I remember in the late 70s my boss writing a business case to buy a fax machine. Also remember the constant chattering of a telex machine. Crickey - tech has moved a long way in such a short time


----------



## sour_grapes (Aug 3, 2020)

DizzyIzzy said:


> I am old enough to remember when there was* no *_*such thing *_as a computer,



The first computer was ENIAC, in 1945. (First electronic, general-purpose computer, that is.) I used to walk by it every day! (Of course, it hadn't been used since 1955, but there is kind of a "shrine" to it to this day.)


----------



## Jal5 (Aug 4, 2020)

For some reason I cannot stand the smell of goo gone! Can’t use it on my Wine bottles. I stick to heatgun then will try the baking soda and oil on leftover glue.


----------



## Darrell Hawley (Aug 4, 2020)

DizzyIzzy said:


> To Val, KC and others commenting on the "good ole days" with early computers. * I have you ALL beat...*............I am old enough to remember when there was* no *_*such thing *_as a computer, *nor* cell phones for that matter. We had to search for a pay phone to call someone, and cashiers in super markets had cash registers, and they actually "counted out" your cash............noone counts today (have you noticed?) But, Val, I can relate to one thing you said. I, too, paid $2,600 for my first computer. It was a Gateway, and I am still using its keyboard because I am used to the feel of it, kinda like the old-fashioned typewriters. Any of you have memories of those?....................Like Archie Bunker: those were the days...........................................Dizzy


And paying $100 for 512K memory so I could get to 1 gig of memory. A real speed demon after that.


----------



## NoQuarter (Aug 4, 2020)

○ ○ ○

→ **Tasks to complete**:
- a) In the forum thread, which brand was the first computer DizzyIzzy paid $2,600 for?
- b) Please write the next part of the forum thread, picking up after the last line shown.
The rows after this line aren't needed for anything here.

→ **Items**:
○ ○ ○

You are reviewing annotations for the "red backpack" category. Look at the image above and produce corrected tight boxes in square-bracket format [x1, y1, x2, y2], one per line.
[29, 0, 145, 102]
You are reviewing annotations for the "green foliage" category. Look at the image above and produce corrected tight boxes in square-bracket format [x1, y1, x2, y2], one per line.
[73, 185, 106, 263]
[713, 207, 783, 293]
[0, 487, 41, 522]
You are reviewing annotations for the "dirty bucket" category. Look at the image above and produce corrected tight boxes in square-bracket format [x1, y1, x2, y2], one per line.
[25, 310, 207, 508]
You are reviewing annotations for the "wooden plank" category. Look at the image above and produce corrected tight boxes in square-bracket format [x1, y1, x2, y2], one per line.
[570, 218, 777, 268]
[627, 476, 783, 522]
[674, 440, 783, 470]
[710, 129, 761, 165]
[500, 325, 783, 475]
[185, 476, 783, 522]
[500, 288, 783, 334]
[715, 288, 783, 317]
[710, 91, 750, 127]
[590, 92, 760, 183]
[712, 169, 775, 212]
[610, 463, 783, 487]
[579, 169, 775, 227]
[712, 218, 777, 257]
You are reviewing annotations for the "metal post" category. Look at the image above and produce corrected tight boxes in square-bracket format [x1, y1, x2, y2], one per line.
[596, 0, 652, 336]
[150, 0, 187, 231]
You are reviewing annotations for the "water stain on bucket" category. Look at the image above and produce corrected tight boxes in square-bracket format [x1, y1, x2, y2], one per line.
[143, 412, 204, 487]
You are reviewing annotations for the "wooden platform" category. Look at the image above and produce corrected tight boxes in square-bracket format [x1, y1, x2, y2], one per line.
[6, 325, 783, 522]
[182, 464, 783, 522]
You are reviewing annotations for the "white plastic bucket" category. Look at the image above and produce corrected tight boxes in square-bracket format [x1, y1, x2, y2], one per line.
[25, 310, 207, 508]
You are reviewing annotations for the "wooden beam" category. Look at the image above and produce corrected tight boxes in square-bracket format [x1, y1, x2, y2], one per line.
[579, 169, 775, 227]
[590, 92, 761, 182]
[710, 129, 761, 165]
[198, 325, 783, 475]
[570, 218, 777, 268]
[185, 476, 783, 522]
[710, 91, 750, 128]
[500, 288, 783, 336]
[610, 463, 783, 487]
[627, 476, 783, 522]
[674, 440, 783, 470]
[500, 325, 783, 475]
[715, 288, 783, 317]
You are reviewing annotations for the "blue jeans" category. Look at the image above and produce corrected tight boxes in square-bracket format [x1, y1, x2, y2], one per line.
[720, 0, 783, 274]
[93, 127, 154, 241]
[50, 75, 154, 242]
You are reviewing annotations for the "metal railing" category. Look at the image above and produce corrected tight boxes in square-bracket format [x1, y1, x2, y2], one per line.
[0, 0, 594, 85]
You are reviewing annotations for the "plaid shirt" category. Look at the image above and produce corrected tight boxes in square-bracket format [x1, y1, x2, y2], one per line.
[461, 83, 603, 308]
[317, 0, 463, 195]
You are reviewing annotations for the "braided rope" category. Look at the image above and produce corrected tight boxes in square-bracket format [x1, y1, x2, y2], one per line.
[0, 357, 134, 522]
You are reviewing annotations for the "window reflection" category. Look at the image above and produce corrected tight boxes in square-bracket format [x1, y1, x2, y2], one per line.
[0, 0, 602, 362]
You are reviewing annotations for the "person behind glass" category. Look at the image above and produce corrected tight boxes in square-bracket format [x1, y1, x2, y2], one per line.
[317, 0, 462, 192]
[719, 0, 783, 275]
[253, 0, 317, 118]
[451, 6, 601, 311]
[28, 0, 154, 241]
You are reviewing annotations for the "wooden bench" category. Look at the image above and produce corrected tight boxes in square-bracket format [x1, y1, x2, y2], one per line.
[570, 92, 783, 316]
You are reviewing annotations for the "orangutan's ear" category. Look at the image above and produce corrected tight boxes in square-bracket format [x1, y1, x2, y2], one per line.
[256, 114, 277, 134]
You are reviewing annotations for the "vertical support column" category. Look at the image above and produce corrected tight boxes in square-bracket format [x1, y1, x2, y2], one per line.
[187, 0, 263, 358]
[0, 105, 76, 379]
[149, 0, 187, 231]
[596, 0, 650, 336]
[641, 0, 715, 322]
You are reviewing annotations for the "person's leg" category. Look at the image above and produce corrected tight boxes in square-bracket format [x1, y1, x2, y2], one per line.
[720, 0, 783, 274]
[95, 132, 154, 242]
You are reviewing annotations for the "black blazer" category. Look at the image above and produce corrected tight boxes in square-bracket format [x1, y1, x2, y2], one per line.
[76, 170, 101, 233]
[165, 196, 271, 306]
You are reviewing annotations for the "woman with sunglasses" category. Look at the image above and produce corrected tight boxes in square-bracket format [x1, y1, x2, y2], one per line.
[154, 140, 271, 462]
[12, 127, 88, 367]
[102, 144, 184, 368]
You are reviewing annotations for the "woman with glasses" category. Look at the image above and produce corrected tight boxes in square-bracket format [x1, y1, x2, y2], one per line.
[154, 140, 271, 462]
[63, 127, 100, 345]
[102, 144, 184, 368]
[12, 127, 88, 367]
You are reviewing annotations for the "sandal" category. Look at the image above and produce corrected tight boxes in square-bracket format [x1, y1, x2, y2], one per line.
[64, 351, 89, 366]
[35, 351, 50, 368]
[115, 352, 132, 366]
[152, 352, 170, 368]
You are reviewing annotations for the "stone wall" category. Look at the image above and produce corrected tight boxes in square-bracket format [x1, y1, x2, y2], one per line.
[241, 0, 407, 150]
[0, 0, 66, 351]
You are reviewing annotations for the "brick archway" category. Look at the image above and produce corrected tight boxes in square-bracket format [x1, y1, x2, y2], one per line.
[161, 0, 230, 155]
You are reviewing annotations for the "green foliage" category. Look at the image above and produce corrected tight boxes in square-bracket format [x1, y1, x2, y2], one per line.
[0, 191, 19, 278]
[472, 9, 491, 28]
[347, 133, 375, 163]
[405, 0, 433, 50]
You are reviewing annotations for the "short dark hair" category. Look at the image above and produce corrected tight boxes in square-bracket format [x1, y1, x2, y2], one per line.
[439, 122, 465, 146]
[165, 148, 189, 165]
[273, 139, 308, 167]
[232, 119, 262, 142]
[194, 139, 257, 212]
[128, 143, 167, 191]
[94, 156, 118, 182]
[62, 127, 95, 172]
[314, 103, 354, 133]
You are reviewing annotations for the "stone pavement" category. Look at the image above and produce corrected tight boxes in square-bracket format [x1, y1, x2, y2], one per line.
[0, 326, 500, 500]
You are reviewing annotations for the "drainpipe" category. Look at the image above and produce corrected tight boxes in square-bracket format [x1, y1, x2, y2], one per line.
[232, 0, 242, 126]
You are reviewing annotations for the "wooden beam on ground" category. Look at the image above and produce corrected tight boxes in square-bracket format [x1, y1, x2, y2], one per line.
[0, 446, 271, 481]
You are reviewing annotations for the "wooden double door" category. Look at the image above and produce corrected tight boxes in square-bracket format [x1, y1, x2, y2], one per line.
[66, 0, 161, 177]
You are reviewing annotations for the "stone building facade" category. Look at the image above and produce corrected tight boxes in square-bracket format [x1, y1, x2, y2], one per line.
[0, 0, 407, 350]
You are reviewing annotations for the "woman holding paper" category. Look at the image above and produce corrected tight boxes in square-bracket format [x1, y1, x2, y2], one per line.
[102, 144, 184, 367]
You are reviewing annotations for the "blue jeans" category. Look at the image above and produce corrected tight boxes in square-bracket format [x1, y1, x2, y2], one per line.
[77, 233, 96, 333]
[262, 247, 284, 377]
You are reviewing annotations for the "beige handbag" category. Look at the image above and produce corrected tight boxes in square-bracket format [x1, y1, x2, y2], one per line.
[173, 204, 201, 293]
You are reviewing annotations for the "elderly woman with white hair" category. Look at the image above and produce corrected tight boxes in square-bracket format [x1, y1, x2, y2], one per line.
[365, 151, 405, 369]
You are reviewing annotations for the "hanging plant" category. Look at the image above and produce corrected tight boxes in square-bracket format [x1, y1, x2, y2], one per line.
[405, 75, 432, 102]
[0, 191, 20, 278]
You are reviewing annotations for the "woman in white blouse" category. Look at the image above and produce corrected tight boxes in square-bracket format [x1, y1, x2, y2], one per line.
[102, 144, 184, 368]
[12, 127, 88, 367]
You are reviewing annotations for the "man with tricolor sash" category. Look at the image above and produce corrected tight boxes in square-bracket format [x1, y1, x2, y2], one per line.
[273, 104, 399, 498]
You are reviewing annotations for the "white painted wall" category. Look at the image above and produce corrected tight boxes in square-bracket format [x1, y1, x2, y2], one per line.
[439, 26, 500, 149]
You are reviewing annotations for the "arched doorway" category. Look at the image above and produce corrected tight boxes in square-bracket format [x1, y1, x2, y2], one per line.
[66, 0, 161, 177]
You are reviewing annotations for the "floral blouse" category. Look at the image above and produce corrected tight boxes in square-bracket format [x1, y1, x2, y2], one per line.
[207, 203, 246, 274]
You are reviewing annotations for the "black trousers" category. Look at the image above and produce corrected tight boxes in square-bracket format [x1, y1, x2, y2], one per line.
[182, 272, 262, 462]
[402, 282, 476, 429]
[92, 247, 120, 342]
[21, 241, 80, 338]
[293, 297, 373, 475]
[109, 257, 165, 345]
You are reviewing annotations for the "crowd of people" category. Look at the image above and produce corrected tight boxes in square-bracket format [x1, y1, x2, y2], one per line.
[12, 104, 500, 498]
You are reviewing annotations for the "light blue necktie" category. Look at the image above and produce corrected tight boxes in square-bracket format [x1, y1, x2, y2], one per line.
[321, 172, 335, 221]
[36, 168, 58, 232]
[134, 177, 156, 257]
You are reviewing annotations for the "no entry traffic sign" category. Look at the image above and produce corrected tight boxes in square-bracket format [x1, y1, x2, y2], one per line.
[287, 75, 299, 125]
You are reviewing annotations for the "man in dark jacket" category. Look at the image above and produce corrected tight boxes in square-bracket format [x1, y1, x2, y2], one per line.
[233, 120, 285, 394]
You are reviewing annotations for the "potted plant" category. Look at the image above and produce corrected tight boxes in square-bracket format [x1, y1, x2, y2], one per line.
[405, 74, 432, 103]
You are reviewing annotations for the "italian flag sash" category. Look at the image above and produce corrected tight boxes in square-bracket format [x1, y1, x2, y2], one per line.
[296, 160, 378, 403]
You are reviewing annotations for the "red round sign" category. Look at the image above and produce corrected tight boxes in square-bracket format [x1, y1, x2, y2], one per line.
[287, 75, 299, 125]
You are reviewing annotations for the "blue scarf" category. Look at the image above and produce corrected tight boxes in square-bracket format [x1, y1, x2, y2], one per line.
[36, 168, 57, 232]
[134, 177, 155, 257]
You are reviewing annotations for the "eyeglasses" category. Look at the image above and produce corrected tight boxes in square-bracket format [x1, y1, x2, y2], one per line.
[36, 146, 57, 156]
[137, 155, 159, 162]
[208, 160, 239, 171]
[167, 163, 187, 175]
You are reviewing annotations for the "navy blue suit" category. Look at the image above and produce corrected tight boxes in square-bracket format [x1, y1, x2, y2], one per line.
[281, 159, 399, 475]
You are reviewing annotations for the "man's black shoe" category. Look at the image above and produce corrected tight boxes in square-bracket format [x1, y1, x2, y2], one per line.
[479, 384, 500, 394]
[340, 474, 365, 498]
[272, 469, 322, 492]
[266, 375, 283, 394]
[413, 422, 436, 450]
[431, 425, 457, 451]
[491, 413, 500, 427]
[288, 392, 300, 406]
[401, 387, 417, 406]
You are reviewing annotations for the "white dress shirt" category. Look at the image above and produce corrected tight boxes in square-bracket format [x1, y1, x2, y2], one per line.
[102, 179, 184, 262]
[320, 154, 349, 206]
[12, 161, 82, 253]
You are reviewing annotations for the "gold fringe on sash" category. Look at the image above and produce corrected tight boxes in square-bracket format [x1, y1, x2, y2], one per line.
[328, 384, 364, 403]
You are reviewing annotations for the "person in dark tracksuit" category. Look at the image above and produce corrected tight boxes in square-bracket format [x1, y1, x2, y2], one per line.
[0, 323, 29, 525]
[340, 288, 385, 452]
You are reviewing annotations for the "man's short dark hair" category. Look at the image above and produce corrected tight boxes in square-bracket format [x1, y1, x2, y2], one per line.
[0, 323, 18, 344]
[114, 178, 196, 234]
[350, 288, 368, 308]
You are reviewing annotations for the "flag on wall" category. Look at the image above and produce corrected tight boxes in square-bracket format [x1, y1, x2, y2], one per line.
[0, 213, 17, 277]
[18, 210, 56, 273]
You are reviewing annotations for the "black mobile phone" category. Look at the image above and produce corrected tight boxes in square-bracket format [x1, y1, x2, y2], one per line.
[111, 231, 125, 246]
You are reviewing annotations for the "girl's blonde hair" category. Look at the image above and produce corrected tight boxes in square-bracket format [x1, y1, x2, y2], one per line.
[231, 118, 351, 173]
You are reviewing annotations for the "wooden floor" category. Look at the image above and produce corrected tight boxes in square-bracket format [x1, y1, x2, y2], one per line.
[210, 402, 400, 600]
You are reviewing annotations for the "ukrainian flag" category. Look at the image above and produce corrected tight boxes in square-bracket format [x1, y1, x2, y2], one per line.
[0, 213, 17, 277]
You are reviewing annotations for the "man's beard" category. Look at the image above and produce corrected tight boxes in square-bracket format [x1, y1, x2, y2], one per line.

○ ○ ○

→ **Per-task outputs**:
- a) A Gateway.

- b)
DizzyIzzy said:


> To Val, KC and others commenting on the "good ole days" with early computers. * I have you ALL beat...*............I am old enough to remember when there was* no *_*such thing *_as a computer, *nor* cell phones for that matter. We had to search for a pay phone to call someone, and cashiers in super markets had cash registers, and they actually "counted out" your cash............noone counts today (have you noticed?) But, Val, I can relate to one thing you said. I, too, paid $2,600 for my first computer. It was a Gateway, and I am still using its keyboard because I am used to the feel of it, kinda like the old-fashioned typewriters. Any of you have memories of those?....................Like Archie Bunker: those were the days...........................................Dizzy


All our cars and trucks had a C.B. and an 8 track player, we rarely had to search for the pay phones except to call our parents. We used to hang out at the soda shop in back of the Rx drug store after school, and back in the woods at the lake on weekends. F.M. radio was what changed our world., and maybe vietnam....


----------



## DizzyIzzy (Aug 5, 2020)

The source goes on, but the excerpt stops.